* SHORT TASK:
According to the text about Apenheul Primate Park, who conceptualised the park?

Apenheul Primate Park is a zoo in Apeldoorn, Netherlands. It specializes in apes and monkeys. It opened in 1971 and was the first zoo in the world where monkeys could walk around freely in the forest and between the visitors. It started with just a few species, now it displays more than 30 different primates, among them bonobo, gorilla and orangutan.

History

Apenheul Primate Park was conceptualised by photographer Wim Mager in the 1960s, when it was legal for private citizens to own monkeys. Mager, who himself had several monkeys as pets, believed both humans and primates would benefit from housing the animals in a more natural forest-like environment. He created the apen-heul (from apen meaning monkeys, and heul, an old Dutch word for a safe haven).

* Coordinate labeling data:
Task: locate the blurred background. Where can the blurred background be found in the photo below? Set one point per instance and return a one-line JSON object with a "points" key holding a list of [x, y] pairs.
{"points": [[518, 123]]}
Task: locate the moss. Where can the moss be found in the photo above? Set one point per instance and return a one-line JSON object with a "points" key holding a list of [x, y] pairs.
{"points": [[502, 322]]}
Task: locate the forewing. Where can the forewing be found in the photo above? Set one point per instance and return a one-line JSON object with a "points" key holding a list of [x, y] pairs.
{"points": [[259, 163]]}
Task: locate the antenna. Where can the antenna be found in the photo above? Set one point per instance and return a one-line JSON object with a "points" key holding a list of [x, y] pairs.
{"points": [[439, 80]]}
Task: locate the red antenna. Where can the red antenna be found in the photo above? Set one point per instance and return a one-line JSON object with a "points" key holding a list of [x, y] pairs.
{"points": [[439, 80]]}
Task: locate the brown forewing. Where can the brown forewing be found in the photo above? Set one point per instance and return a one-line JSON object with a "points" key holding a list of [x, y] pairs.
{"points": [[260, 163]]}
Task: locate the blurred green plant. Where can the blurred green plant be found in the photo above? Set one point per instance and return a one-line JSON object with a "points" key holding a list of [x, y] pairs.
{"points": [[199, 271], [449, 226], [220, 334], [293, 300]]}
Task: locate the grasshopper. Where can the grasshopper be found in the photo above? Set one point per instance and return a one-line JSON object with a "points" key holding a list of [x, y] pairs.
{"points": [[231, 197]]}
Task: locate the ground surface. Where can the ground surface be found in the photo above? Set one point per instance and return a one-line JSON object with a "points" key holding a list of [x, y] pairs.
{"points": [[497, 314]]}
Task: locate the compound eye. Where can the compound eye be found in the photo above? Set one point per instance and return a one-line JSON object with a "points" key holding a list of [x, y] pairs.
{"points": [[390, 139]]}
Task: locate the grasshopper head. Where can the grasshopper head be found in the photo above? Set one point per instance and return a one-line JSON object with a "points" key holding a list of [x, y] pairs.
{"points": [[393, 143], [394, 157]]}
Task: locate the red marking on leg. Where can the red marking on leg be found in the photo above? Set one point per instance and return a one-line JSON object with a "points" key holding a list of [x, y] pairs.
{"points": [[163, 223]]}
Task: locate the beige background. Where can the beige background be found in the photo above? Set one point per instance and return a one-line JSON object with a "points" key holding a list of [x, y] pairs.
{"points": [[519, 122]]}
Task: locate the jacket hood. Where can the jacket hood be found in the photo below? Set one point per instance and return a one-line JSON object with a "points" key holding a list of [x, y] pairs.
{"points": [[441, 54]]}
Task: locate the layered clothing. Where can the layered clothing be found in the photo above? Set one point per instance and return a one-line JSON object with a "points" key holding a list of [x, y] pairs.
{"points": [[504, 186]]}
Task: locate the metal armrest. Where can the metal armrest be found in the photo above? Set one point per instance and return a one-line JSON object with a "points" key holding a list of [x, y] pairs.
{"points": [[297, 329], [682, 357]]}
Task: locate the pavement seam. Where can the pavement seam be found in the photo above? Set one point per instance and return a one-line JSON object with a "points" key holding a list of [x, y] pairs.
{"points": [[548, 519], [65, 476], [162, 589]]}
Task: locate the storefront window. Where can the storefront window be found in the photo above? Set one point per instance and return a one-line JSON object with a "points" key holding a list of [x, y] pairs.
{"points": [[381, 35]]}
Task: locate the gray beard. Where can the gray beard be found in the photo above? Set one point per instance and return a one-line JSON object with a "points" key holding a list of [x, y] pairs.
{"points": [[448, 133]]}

* SOLUTION TO THE EXERCISE:
Photographer Wim Mager conceptualised the park.